» Set task
Retype the records below exactly as they appear, but leave out any pictures.

[Data entries]
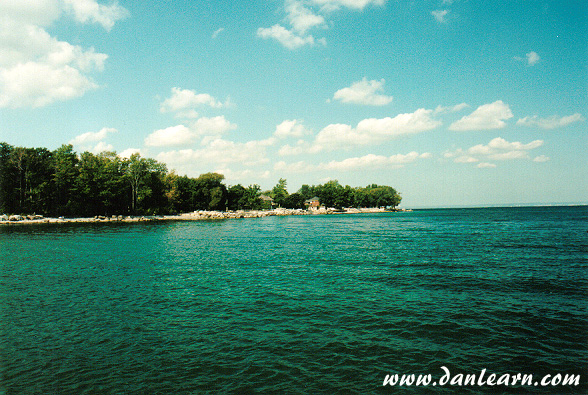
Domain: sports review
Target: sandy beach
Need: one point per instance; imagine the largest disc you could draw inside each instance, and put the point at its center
(193, 216)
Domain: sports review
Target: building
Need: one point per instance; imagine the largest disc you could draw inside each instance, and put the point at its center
(312, 202)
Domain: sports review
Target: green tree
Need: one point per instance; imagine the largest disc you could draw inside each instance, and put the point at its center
(294, 200)
(209, 192)
(8, 180)
(65, 173)
(251, 199)
(236, 197)
(279, 192)
(145, 177)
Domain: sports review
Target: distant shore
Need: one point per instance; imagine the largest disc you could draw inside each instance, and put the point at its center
(193, 216)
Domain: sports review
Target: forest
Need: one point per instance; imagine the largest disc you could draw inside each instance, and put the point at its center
(64, 183)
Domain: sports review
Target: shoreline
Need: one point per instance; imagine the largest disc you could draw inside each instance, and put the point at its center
(193, 216)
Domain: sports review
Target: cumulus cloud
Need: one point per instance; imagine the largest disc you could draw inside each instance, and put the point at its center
(440, 15)
(332, 5)
(372, 161)
(541, 158)
(92, 137)
(551, 122)
(184, 101)
(531, 58)
(301, 18)
(486, 165)
(497, 149)
(172, 136)
(217, 32)
(364, 92)
(486, 117)
(286, 37)
(102, 147)
(126, 154)
(36, 69)
(213, 126)
(458, 107)
(290, 128)
(219, 152)
(90, 11)
(372, 130)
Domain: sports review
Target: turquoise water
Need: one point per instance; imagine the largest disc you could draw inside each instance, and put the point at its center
(295, 305)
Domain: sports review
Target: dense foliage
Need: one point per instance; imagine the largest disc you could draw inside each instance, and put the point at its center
(63, 183)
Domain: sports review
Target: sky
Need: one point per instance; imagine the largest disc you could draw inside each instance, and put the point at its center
(451, 102)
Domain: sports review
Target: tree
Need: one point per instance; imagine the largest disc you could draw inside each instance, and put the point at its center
(209, 192)
(8, 179)
(294, 200)
(251, 199)
(144, 176)
(235, 197)
(65, 173)
(279, 192)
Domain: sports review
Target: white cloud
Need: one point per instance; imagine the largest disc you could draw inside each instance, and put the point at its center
(301, 147)
(541, 158)
(509, 155)
(440, 15)
(458, 107)
(465, 159)
(332, 5)
(532, 58)
(172, 136)
(497, 149)
(92, 137)
(486, 165)
(290, 128)
(372, 161)
(502, 144)
(486, 117)
(217, 32)
(213, 126)
(90, 11)
(372, 130)
(185, 100)
(295, 167)
(36, 69)
(219, 152)
(30, 12)
(102, 147)
(551, 122)
(286, 37)
(301, 18)
(126, 154)
(364, 92)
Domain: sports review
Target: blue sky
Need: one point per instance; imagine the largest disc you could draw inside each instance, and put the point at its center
(452, 102)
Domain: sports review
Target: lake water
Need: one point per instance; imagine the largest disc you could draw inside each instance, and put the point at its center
(327, 304)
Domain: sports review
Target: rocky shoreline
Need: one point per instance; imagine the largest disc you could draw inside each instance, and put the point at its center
(194, 216)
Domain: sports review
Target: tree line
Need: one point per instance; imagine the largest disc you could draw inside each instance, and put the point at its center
(63, 183)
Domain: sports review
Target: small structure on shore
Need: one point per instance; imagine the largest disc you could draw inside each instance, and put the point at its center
(314, 202)
(268, 202)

» Exercise result
Domain: sports review
Target: sandy beach
Need: one point per instance; imagine the largest disc you could draw inside each instance, and put the point at its center
(193, 216)
Domain: sports review
Target: building
Need: one point per instance; imagine the largest disc you could draw inside each instance, and put the point at its center
(312, 202)
Domain: sports review
Target: green tree
Need: one point per instance; imagine the largest disc you could draw inside each instance, and put the point at its center
(294, 200)
(209, 192)
(8, 180)
(65, 173)
(251, 199)
(236, 197)
(279, 192)
(145, 177)
Domain: sports review
Target: distant shore
Need: one point per instance; imagine the largest disc you could draw inside each instance, and put the point at its center
(193, 216)
Domain: sports review
Target: forest
Need: one point per instance; imagine the largest disc you could draw inside each instance, and put the point at its center
(64, 183)
Domain: sports review
Target: shoreline
Need: one point per instance; imagine the largest disc you could draw inside each instance, and put the point at its center
(193, 216)
Domain: sports review
Target: cumulus cloud
Need: one point per instance; imagine the largest disc you could draw inside each instance, and put the point at its center
(440, 15)
(332, 5)
(372, 161)
(541, 158)
(92, 137)
(551, 122)
(184, 101)
(531, 58)
(301, 18)
(486, 165)
(497, 149)
(172, 136)
(217, 32)
(364, 92)
(486, 117)
(286, 37)
(102, 147)
(126, 154)
(36, 69)
(213, 126)
(458, 107)
(290, 128)
(219, 152)
(90, 11)
(372, 130)
Domain: sports review
Target: turquoise water
Need: one point per instance; imagine the largest disc you could draw inside each instance, and put the point at its center
(295, 305)
Domain: sports review
Target: dense foliage
Need: one point per instance; imagine the largest disc you could draw inside each instance, and put the point at its center
(63, 183)
Domain: sports review
Target: sky
Need: one point per instance; imagine the largest disc you could draw inside each instance, and put the point at its center
(451, 102)
Domain: sports review
Target: tree
Need: one point per instance; imagine the largest disc you could draw inside each instance, and put the point at its center
(209, 192)
(8, 179)
(294, 200)
(251, 199)
(144, 176)
(235, 197)
(65, 173)
(279, 192)
Domain: sports review
Target: white cloud
Need: one point per instance; imagine the largest disc you could draw inside each instance, and put the point at its center
(301, 147)
(541, 158)
(509, 155)
(440, 15)
(458, 107)
(465, 159)
(332, 5)
(532, 58)
(172, 136)
(497, 149)
(92, 137)
(486, 165)
(290, 128)
(372, 161)
(502, 144)
(486, 117)
(217, 32)
(213, 126)
(90, 11)
(372, 130)
(185, 100)
(295, 167)
(36, 69)
(219, 152)
(30, 12)
(102, 147)
(551, 122)
(286, 37)
(301, 18)
(126, 154)
(364, 92)
Domain: sports review
Target: blue sky
Need: one point per instance; imagine the largest disc you could draw inside each instance, and put the point at its center
(452, 102)
Domain: sports review
Target: lake water
Need: one point per instance; imagine the largest disc you could draw inside each instance, and put the point at its center
(327, 304)
Domain: sports review
Target: rocky shoreline
Need: one point per instance; imagine the largest disc you could draw inside each instance, and put the point at its center
(194, 216)
Domain: sports review
Target: tree line
Need: one point per instance; imagine the largest disc you could draw inside each instance, and put the point at its center
(63, 183)
Domain: sports review
Target: small structure on shore
Need: one point per instance; imagine the largest disc you could draw inside each instance, and put the point at its center
(314, 202)
(268, 202)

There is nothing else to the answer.